Reproduce verbatim every line from the one that includes "[mark] man in white" to the closing line of the entries; omit everything before it.

···

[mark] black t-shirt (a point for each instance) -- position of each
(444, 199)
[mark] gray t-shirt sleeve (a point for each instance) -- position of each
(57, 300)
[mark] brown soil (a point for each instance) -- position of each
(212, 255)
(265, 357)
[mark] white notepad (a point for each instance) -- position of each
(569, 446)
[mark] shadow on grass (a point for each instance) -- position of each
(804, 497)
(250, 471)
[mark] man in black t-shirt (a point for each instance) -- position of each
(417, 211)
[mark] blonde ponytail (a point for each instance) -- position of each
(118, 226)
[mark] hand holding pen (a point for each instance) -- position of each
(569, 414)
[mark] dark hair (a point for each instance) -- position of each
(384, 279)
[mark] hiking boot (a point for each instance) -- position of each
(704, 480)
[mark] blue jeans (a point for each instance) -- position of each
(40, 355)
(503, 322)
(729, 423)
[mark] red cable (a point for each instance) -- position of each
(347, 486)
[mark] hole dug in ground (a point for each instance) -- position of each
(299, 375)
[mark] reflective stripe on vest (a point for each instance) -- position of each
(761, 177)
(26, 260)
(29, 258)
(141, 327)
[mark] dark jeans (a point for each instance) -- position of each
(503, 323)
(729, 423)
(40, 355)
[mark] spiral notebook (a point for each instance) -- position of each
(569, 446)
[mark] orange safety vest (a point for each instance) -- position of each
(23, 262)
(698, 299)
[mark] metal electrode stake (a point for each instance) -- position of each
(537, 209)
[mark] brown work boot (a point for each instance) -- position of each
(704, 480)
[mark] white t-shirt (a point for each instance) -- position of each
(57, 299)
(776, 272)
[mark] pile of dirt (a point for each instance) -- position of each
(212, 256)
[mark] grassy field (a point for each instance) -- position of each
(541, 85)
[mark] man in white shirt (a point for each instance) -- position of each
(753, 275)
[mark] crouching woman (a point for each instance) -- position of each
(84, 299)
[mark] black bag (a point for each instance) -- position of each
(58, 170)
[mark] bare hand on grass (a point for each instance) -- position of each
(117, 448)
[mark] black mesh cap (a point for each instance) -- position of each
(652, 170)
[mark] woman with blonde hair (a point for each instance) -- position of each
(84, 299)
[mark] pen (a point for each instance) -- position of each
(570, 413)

···

*Solution to this exercise:*
[mark] man in white shirt (a point for each instance) -- position of each
(753, 275)
[mark] crouching woman (a point for each instance) -- position of each
(84, 299)
[mark] black bag (a point for each instance) -- position of each
(58, 170)
[mark] bare hand on grass (a point for each instance) -- position of each
(117, 448)
[mark] black mesh cap (a point for each instance) -- position of each
(652, 170)
[mark] woman with blonde hair (a point for each instance) -- position of each
(84, 299)
[mark] pen (a point for each instance) -- position of each
(570, 413)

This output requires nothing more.